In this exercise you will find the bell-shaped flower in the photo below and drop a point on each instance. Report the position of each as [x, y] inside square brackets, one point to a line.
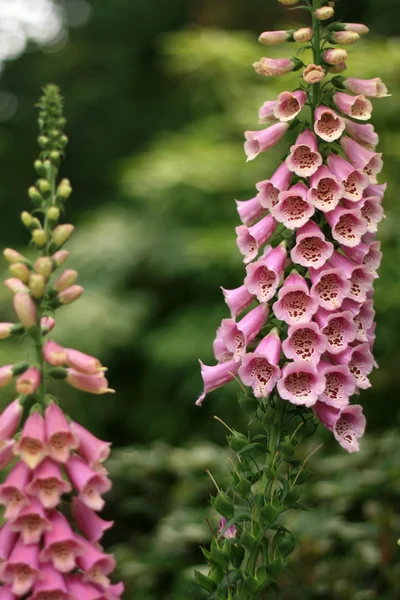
[293, 208]
[216, 376]
[304, 342]
[269, 189]
[353, 181]
[325, 190]
[304, 158]
[328, 125]
[301, 383]
[251, 239]
[263, 276]
[48, 484]
[295, 304]
[259, 369]
[311, 249]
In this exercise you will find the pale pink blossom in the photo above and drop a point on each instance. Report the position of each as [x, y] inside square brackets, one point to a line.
[304, 158]
[260, 141]
[328, 125]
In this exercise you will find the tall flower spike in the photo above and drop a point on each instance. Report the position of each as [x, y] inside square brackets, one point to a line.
[55, 460]
[310, 254]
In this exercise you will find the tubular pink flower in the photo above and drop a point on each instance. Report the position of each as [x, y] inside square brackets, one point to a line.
[348, 226]
[249, 210]
[273, 67]
[94, 384]
[364, 321]
[338, 328]
[31, 522]
[260, 141]
[54, 354]
[31, 446]
[340, 384]
[263, 276]
[83, 362]
[21, 569]
[266, 112]
[48, 484]
[25, 309]
[347, 424]
[259, 369]
[304, 342]
[87, 482]
[269, 189]
[301, 383]
[328, 125]
[7, 542]
[237, 299]
[272, 38]
[90, 524]
[357, 107]
[250, 239]
[374, 88]
[295, 304]
[325, 190]
[360, 362]
[293, 208]
[95, 565]
[28, 382]
[61, 545]
[304, 158]
[368, 162]
[236, 336]
[311, 249]
[91, 448]
[51, 586]
[289, 105]
[353, 181]
[362, 133]
[9, 420]
[330, 287]
[335, 56]
[60, 438]
[216, 376]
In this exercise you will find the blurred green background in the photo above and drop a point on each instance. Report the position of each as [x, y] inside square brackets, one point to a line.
[158, 95]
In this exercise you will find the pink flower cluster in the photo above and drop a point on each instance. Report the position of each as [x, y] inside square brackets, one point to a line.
[42, 557]
[318, 283]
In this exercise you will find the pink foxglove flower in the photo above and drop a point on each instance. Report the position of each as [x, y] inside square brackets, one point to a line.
[304, 158]
[328, 125]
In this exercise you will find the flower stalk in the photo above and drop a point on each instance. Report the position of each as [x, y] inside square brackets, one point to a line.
[305, 345]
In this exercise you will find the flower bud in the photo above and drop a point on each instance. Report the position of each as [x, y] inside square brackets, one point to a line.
[305, 34]
[25, 309]
[64, 189]
[35, 196]
[324, 13]
[65, 280]
[37, 285]
[334, 56]
[20, 271]
[40, 237]
[272, 38]
[28, 382]
[47, 324]
[61, 234]
[313, 73]
[13, 256]
[60, 257]
[345, 37]
[15, 285]
[70, 294]
[44, 266]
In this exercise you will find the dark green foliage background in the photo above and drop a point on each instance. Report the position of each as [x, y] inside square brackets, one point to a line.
[157, 97]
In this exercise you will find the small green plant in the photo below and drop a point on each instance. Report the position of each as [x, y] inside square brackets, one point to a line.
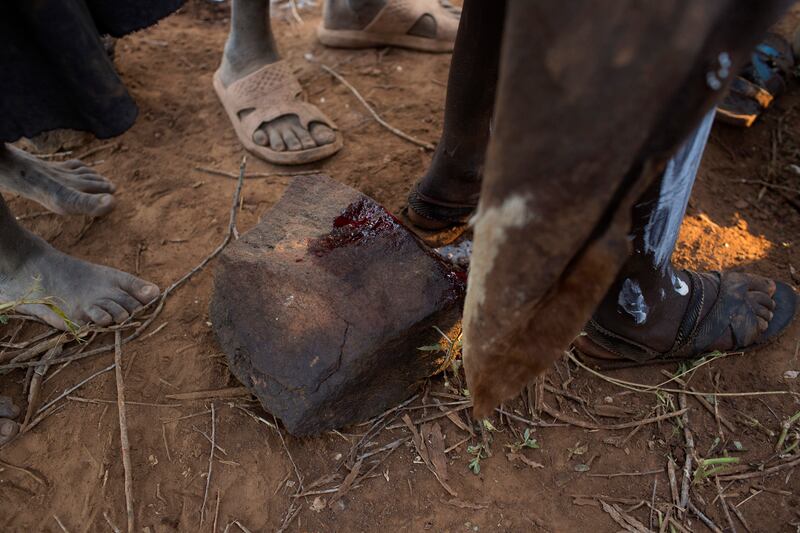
[710, 467]
[527, 442]
[478, 453]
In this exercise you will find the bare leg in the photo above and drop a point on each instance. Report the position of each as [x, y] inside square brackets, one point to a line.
[250, 46]
[31, 270]
[649, 299]
[69, 188]
[586, 119]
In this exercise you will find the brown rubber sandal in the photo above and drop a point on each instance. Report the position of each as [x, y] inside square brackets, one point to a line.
[696, 334]
[391, 25]
[272, 92]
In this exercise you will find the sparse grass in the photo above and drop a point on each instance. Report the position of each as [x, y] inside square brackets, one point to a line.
[478, 452]
[711, 467]
[8, 308]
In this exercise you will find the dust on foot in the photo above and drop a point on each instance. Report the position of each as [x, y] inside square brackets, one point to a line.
[68, 188]
[85, 292]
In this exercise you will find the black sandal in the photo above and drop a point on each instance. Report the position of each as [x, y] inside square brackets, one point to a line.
[696, 334]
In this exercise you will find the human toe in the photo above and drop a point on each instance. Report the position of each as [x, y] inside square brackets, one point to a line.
[144, 291]
[117, 312]
[322, 133]
[99, 316]
[291, 141]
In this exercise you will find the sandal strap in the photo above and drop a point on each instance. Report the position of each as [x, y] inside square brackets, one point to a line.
[272, 92]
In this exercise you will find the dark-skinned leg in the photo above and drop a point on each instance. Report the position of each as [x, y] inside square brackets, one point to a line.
[68, 188]
[454, 177]
[652, 305]
[251, 46]
[585, 121]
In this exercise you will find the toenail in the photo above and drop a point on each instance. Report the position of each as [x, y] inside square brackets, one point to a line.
[260, 138]
[150, 291]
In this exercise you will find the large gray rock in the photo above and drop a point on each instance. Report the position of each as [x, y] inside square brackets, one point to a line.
[322, 306]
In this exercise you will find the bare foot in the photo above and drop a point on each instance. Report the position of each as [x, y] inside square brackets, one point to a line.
[68, 188]
[8, 411]
[31, 269]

What the task requires: With the pictures removed, repeat the listing above exactly as it stands.

Written answer:
In this exercise you will find the bell-shaped flower in the photo below and drop a point on each instance. Report the position of each as [x, y] inside square brackets, one point to a line.
[293, 208]
[216, 376]
[304, 342]
[269, 189]
[353, 181]
[325, 190]
[304, 158]
[328, 125]
[301, 383]
[251, 239]
[263, 276]
[48, 484]
[295, 304]
[259, 369]
[311, 249]
In this exercise you will find the pale pink blossom in the photo above and drop a point on each instance. Report the position of each as [x, y] inside square brackets, one point to a line.
[304, 158]
[260, 141]
[328, 125]
In this exercise you will find the tall flower spike in the photo above and drop a point on each instance. Report the position of each as [x, y] inside square brackets, one point to a line.
[55, 460]
[310, 254]
In this exercise you will find the tubular pink flower in the photo above and drop a point on each instance. Report the position of each as [x, y] inside square brackets, one point to a line.
[348, 226]
[249, 210]
[273, 67]
[94, 384]
[364, 321]
[338, 328]
[31, 522]
[260, 141]
[54, 354]
[31, 446]
[340, 384]
[263, 276]
[83, 362]
[21, 569]
[266, 112]
[48, 484]
[25, 309]
[347, 424]
[259, 369]
[304, 342]
[87, 482]
[269, 189]
[301, 383]
[328, 125]
[7, 542]
[237, 299]
[272, 38]
[90, 524]
[357, 107]
[250, 239]
[374, 88]
[295, 304]
[325, 190]
[360, 362]
[293, 208]
[95, 565]
[28, 382]
[61, 545]
[304, 158]
[368, 162]
[236, 336]
[311, 249]
[91, 448]
[51, 586]
[289, 105]
[353, 181]
[362, 133]
[9, 420]
[330, 287]
[335, 56]
[60, 438]
[216, 376]
In this exercise you will find the blurred green background in the photo above and drop a point on each instance. Report the position of each as [x, y] inside square brackets, one point to a line.
[158, 95]
In this exercise you will find the pink flower cluster in the photo above and drop a point on each instance. Report the position of each as [x, y] inside square brackets, one point to a line.
[42, 557]
[318, 283]
In this exercise you will find the pink foxglove flower in the photo above and drop a point on each instance. Report the position of each as [x, y] inside square brackets, one point to a line.
[304, 158]
[328, 125]
In this exercise you will find the flower stalk in the photo above and drop a point on each instance. Report the position of each as [x, y] inside square brackets, one point to a line.
[305, 345]
In this exercise you will find the flower bud in the photo above and drop a point on each instance. Report the position of each as [x, y] inside square brackets, one point to a line.
[305, 34]
[25, 309]
[64, 189]
[35, 196]
[324, 13]
[65, 280]
[37, 285]
[334, 56]
[20, 271]
[40, 237]
[272, 38]
[28, 382]
[47, 324]
[61, 234]
[313, 73]
[13, 256]
[60, 257]
[345, 37]
[15, 285]
[70, 294]
[44, 266]
In this exercise you will find the dark green foliage background in the photo above and drop a point on each instance. Report the position of each as [x, y] inside square brackets, one point to a line.
[157, 97]
In this exercise you will find the small green plant in the photo below and drop a point on each instance. Report the position of each as [x, y] inside square brackets, one point to a line.
[710, 467]
[527, 442]
[478, 453]
In this exercise you will find the bare leg in the photo above and drop a point on each instance. Report the position of each as [x, y] inside square brackets, one point to a line.
[250, 46]
[31, 270]
[649, 299]
[69, 188]
[586, 119]
In this exercise you will find the brown rubber sandal in the photo above and drop a point on each instance. Report the position of each as [x, y] inside square brackets, one point to a line.
[696, 334]
[391, 25]
[272, 92]
In this exercise you will find the sparse grass in the photo above and drop a point on each instance. Report the position of each as [x, y] inside square brackets, one point to a line.
[478, 452]
[711, 467]
[8, 308]
In this exercise you will find the dust on foot in the photo above and drop a point on each instance. Report the position of each as [x, y] inside square brackets, one point to a line.
[68, 188]
[85, 292]
In this exercise you will find the black sandal in the photo above and drop a point on each instance. Report the position of each as [x, y] inside square brackets, one point to a line.
[696, 334]
In this exercise you will find the human toe in the photo above and drop a point on each instance. Report the position of each as [x, y] inside square brackets, one point to a line.
[144, 291]
[117, 312]
[322, 133]
[99, 316]
[291, 141]
In this exercise you will find the sandal strap in the photo above and drop a point on each instance. Report the position of each as [x, y] inside square brackets, one point to a line.
[272, 92]
In this exercise you will find the dark-skinned leg in the photo above and drop a point on each instance. Report the position of each as [x, y] inside square brackets, one point to a line.
[68, 188]
[454, 177]
[652, 305]
[251, 46]
[585, 121]
In this exercise you will find the toenail in the photo above and drop a point on each instance. Report the position of each as [x, y] inside square brackets, one point to a line.
[260, 138]
[150, 291]
In this exercise you will find the large gray rock in the photo above and drop a point on each instance. Report the position of each as [x, y] inside square brackets, one point to a line.
[322, 306]
In this exercise you will find the bare foot in the photo above and drop a point on each instance. Report the position of each as [x, y] inside square brackets, one point to a line.
[68, 188]
[8, 411]
[31, 269]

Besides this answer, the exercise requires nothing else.